Source data
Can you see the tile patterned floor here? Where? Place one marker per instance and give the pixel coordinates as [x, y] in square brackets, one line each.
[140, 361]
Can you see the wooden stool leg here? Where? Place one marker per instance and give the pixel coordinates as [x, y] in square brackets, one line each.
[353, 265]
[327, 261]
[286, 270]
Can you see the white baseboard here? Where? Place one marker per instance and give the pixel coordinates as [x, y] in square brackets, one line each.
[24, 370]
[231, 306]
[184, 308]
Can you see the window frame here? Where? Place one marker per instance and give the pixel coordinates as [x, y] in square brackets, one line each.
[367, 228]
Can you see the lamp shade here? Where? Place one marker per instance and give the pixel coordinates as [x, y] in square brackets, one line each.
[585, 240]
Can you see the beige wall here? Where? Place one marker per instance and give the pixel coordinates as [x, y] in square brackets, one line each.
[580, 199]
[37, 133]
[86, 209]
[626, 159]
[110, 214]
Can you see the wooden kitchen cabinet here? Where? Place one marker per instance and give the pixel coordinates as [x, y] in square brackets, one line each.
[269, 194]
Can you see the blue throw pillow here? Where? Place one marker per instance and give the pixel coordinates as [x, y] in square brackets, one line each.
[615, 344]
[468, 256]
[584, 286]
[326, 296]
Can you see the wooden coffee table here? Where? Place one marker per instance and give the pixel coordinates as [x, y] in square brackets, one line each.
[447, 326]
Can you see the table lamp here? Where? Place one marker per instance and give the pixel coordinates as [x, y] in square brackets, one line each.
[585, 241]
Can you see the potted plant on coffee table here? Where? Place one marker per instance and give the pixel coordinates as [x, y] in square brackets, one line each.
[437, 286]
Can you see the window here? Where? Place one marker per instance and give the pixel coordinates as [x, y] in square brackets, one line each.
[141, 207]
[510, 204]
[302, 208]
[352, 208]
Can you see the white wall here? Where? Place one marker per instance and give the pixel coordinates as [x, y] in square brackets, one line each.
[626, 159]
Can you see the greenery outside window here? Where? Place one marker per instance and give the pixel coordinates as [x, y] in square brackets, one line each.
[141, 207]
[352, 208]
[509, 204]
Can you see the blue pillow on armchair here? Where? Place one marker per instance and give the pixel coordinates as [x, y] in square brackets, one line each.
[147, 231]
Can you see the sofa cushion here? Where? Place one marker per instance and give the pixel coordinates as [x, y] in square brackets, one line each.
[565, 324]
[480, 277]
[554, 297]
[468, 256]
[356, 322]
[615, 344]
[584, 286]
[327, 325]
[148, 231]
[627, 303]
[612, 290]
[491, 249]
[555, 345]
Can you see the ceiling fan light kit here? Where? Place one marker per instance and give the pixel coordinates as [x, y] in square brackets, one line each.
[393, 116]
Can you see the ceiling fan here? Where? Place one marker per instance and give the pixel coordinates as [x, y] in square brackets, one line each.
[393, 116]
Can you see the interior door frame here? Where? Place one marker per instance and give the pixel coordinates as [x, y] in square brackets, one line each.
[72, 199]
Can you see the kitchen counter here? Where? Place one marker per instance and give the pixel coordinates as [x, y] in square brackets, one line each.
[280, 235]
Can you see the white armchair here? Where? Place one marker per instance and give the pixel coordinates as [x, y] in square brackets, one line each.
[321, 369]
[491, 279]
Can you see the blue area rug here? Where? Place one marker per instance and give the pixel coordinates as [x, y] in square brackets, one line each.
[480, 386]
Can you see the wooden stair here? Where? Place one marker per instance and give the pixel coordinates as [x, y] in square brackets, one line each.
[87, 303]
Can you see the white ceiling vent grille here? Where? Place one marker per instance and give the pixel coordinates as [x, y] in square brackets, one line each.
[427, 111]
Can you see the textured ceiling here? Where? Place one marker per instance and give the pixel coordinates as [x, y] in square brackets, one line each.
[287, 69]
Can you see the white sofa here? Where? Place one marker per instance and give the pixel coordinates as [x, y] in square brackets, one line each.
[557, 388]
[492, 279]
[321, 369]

▶ **Task instructions**
Keeping every line exactly as it is, retype the entries shown above.

▶ **Response to the exercise**
Can you see the tile patterned floor here? Where? Place one marker per instance and give the pixel coordinates as [x, y] in square brackets, one line each.
[140, 361]
Can you see the wooden stool leg here? Where? Place one marker per instance and give the pixel coordinates as [x, y] in square brackets, one line each.
[353, 265]
[327, 261]
[286, 270]
Can you see the white baseboard here? Where? Place one marker per instance and give the pixel coordinates as [x, y] in square brackets, one line each.
[24, 370]
[231, 306]
[184, 308]
Can you see the window frame here? Where? Place one marker per instance and give the pixel coordinates as [x, y] in square brackets, one line each.
[367, 228]
Can you see the lamp shade here? Where? Place one marker per instance and give the pixel coordinates as [x, y] in square brackets, one line each.
[585, 240]
Can you see the beige wall here? Where? Place one marker per instance and give the pixel coordinates as [x, y] in square brackets, one line each.
[580, 199]
[37, 133]
[86, 209]
[626, 159]
[110, 214]
Can you see the wooden kitchen cabinet here? Where? Place one marker per instance and give the pixel coordinates as [x, y] in square brackets, one line each.
[269, 194]
Can you see the blue throw pillow here? Where? Place one marker per instance and give the pixel coordinates as [x, y] in square brackets, one line each.
[615, 344]
[468, 256]
[584, 286]
[326, 296]
Can you see the wooden coffee table here? Where? Place one marker per instance and give the pixel coordinates as [x, y] in square brackets, one line each.
[447, 326]
Can you see the table lamp here? Where? Place one marker per instance and give the pixel coordinates as [x, y] in square brackets, one line each.
[585, 241]
Can you see the potted plant on coffee table here? Where? Place one marker per instance and give the pixel coordinates as [x, y] in square brackets, one line each.
[437, 286]
Can you see the window here? Where? Place one marker per instance and give the pixel coordinates as [x, y] in square brackets, one line each.
[141, 207]
[510, 204]
[302, 208]
[352, 208]
Can you see the white wall here? Where? Place one marker per instance and give the pixel coordinates as [x, y] in square brackets, one line each.
[626, 159]
Can you see the greenery outside window here? Where? Place one marker per instance and give the pixel coordinates as [x, y] in square brackets, one line each.
[141, 207]
[352, 208]
[509, 204]
Can you see the blue pillow on armchair here? Where? Place one marker per instance and give the pixel coordinates as [x, y] in square brackets, one line each.
[147, 231]
Can you see the sofa cushion here? Where? Place one marker per instance and give the pixel coordinates as [x, y] in square brackets, one line each.
[565, 324]
[480, 277]
[554, 297]
[468, 256]
[356, 322]
[615, 344]
[584, 286]
[327, 325]
[148, 231]
[627, 303]
[612, 290]
[491, 249]
[555, 345]
Can you see the ceiling fan light kit here? Where? Place one marker per instance and give the pixel coordinates as [x, y] in square brackets, one line each.
[393, 116]
Can you see the ceiling fan here? Where? Place one marker per instance and give the pixel coordinates as [x, y] in square brackets, one line each.
[393, 116]
Can you see the interior door frame here? Where? Place one marker per instance and give the pixel coordinates as [x, y] in square brackets, one line each.
[72, 199]
Can you see the kitchen counter here? Where? Place one marker per instance and give the pixel coordinates as [x, y] in square brackets, one line each.
[280, 235]
Can you see the white armchair here? Where? Place one marker per instance and give the pixel coordinates as [x, y] in square brackets, one line each.
[321, 369]
[491, 279]
Can you see the blue area rug here? Where? Place one marker per instance and give the pixel coordinates as [x, y] in square brackets, one line each.
[480, 386]
Can you see the wooden stair here? Where? Place one marker per instance and give the pixel coordinates as [x, y] in square brackets, one line each.
[87, 303]
Can you see the white ceiling vent grille here? Where? Place one marker per instance and give the pixel coordinates as [x, y] in square brackets, one line each.
[427, 111]
Can you see the textured ceiling here? Where? Place one marker per instance and give the pixel coordinates as [x, y] in square brackets, one line each.
[287, 69]
Can you see the white sofa here? Where? Place one marker per instance and give the pixel coordinates as [x, y] in square brackets, one line each.
[557, 388]
[492, 279]
[321, 369]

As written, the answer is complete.